▶ Task details: Write out the lines of the listing below as a JSON list of strings, one string per line and no blank lines. Begin at the line that has "Each instance of the grass clump" and stop at the end of the listing.
******************************
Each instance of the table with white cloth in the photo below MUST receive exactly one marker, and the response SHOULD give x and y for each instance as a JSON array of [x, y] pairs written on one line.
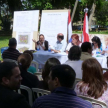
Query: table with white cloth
[[42, 56]]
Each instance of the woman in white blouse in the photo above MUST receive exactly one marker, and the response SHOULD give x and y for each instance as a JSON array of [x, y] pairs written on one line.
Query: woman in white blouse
[[75, 41]]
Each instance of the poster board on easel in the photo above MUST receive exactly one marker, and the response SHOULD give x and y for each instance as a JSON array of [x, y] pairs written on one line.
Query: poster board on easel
[[25, 28], [52, 23]]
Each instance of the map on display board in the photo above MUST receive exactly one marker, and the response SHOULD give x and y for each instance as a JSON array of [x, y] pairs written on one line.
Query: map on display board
[[25, 28], [52, 23]]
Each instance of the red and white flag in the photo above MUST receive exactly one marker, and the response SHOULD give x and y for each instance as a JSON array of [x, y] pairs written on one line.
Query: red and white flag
[[85, 35], [69, 27]]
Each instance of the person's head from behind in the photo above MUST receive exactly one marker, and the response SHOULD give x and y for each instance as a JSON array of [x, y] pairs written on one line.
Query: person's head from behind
[[86, 47], [48, 65], [74, 53], [41, 38], [61, 76], [28, 52], [24, 61], [96, 42], [12, 43], [60, 37], [10, 75], [93, 76]]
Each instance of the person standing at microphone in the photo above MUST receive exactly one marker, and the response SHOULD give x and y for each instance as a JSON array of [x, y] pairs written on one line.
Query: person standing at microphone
[[42, 44]]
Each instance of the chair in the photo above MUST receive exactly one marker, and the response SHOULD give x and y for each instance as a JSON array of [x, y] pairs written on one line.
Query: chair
[[76, 81], [10, 60], [94, 101], [35, 64], [40, 92], [29, 91]]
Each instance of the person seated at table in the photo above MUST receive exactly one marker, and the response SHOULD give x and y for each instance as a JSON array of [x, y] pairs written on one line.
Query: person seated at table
[[93, 83], [46, 70], [42, 44], [29, 79], [60, 82], [31, 68], [60, 45], [86, 53], [11, 52], [74, 60], [97, 45], [75, 41]]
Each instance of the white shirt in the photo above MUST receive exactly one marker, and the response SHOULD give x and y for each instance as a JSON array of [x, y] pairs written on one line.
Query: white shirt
[[77, 66], [60, 46], [103, 48], [70, 45]]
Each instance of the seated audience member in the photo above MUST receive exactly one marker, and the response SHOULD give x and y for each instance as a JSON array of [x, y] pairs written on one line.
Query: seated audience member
[[106, 73], [42, 44], [11, 52], [93, 83], [86, 51], [29, 79], [46, 70], [60, 45], [96, 44], [10, 80], [31, 68], [60, 82], [74, 60], [75, 41]]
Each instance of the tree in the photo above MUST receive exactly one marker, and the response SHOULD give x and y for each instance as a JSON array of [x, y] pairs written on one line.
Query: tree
[[102, 15]]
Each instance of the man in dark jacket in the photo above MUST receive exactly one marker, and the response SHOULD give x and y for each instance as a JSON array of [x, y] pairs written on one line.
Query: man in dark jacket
[[10, 80], [42, 44]]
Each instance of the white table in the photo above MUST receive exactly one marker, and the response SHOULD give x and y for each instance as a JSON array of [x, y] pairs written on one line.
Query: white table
[[42, 56]]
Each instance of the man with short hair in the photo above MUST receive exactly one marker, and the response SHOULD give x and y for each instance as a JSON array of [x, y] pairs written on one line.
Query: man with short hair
[[42, 44], [11, 52], [61, 80], [86, 48], [10, 79], [60, 45]]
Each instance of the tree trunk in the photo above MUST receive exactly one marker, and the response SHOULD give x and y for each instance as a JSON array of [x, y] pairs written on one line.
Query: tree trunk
[[73, 13], [91, 15]]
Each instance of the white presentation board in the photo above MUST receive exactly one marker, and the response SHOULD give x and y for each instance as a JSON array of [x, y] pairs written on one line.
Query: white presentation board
[[25, 28], [52, 23]]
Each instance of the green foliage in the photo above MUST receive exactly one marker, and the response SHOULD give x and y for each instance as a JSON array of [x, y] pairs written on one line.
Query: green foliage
[[102, 15]]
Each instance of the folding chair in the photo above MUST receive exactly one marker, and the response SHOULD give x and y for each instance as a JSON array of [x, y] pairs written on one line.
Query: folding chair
[[94, 102]]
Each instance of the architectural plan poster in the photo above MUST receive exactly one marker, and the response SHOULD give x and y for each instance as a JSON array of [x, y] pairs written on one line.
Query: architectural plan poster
[[52, 23], [25, 28]]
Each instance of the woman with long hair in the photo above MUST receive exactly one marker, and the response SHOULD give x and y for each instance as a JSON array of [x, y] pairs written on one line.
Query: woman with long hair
[[75, 41], [93, 83], [96, 44]]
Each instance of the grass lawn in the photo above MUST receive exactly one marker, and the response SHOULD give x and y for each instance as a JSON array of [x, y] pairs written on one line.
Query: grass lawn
[[3, 42]]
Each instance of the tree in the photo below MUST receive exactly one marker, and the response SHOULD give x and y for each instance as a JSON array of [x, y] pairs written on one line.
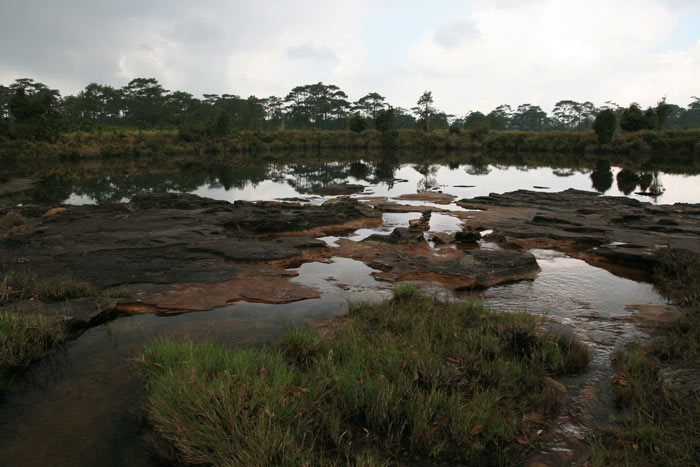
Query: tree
[[633, 118], [529, 117], [425, 110], [370, 104], [33, 110], [384, 120], [604, 125], [663, 111], [318, 105], [500, 117], [145, 102], [567, 114], [357, 123]]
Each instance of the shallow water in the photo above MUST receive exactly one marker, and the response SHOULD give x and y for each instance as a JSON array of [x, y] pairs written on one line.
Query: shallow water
[[271, 182], [77, 407]]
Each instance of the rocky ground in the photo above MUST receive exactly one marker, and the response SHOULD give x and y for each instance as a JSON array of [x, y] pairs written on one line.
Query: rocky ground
[[605, 229], [180, 252]]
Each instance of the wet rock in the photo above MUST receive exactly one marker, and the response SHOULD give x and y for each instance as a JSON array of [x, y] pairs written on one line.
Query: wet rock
[[468, 236], [335, 189], [428, 196], [182, 251], [442, 238], [421, 224], [587, 224], [454, 268], [399, 236]]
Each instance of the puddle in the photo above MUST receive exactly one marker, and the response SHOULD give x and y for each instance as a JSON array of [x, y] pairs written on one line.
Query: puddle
[[77, 406], [579, 300]]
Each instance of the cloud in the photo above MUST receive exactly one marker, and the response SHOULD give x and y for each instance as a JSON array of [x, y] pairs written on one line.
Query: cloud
[[470, 54], [312, 52]]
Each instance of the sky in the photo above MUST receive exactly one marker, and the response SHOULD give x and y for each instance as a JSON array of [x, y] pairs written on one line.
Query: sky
[[472, 55]]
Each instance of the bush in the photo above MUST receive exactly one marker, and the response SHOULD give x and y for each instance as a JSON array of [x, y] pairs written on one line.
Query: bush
[[604, 125]]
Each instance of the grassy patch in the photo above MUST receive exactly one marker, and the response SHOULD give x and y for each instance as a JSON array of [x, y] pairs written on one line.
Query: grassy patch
[[23, 338], [658, 425], [411, 377], [22, 286], [19, 286]]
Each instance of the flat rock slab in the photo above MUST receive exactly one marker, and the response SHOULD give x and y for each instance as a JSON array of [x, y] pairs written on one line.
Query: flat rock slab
[[428, 196], [621, 230], [452, 267], [179, 251]]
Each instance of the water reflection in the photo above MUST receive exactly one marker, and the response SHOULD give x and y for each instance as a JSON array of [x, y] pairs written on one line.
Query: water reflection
[[386, 176]]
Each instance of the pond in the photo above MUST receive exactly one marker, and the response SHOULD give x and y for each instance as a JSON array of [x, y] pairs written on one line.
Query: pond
[[78, 405]]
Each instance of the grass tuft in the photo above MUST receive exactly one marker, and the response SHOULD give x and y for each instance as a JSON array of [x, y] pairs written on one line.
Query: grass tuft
[[24, 338], [659, 425], [20, 286], [413, 376]]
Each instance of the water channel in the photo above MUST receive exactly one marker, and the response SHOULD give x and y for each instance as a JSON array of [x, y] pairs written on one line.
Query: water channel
[[77, 406]]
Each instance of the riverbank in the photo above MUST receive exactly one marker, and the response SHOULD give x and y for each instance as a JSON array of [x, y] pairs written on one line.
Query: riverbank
[[409, 380], [657, 386], [179, 252], [119, 143]]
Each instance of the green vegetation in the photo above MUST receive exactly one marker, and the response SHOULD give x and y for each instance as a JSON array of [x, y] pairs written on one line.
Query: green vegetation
[[30, 110], [659, 423], [24, 338], [16, 287], [20, 286], [604, 125], [411, 377]]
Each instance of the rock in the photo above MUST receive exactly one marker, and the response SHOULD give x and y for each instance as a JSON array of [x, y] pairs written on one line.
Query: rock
[[53, 211], [428, 196], [555, 385], [453, 268], [468, 236], [421, 224], [606, 229], [398, 236], [335, 189], [182, 252], [442, 238]]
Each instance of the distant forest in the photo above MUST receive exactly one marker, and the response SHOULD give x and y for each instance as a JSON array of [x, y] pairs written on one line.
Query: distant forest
[[32, 110]]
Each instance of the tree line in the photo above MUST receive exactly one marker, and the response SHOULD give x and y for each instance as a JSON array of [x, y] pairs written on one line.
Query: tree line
[[32, 110]]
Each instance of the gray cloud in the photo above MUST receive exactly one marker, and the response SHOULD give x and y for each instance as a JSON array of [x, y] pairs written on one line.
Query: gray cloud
[[455, 33], [312, 52]]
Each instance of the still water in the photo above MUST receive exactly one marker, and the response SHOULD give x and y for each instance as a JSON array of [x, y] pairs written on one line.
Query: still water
[[77, 407]]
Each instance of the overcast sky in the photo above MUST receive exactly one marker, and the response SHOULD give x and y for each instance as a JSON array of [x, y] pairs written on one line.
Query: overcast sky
[[473, 55]]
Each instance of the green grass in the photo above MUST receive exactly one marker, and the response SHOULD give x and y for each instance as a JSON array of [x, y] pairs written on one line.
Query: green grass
[[411, 377], [657, 425], [23, 286], [24, 338]]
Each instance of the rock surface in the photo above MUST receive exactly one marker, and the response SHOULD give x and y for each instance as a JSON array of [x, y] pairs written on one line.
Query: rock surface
[[178, 252]]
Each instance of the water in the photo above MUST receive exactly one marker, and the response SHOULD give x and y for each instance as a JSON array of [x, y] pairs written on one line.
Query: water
[[274, 182], [78, 405]]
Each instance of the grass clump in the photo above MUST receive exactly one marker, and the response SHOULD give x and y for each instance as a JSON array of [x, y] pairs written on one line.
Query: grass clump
[[24, 338], [21, 286], [658, 424], [413, 377]]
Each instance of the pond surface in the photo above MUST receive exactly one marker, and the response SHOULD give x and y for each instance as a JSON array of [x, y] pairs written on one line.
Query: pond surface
[[272, 181], [77, 407]]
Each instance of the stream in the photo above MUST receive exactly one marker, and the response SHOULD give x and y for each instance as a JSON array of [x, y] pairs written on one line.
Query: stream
******************************
▶ Output of the exercise:
[
  "Each instance of the grass clump in the photo above MUST receive exactly one marker, and the response SHOULD give x and y for each instance as a JSON array of [x, y] pairs written on one line.",
  "Query: grass clump",
  "[[24, 338], [21, 286], [658, 424], [413, 377]]",
  "Each instance of the pond surface in the photo above MUST receive exactly one marker, and the response SHOULD give x and y for each instance as a JSON array of [x, y] pairs written on one line.",
  "Query: pond surface",
  "[[272, 181], [77, 407]]",
  "Each instance of the stream in the photo above MUST receive exactly one marker, and the response SHOULD give x and y for each instance as a JSON array of [x, y] pairs written on one line.",
  "Query: stream"
]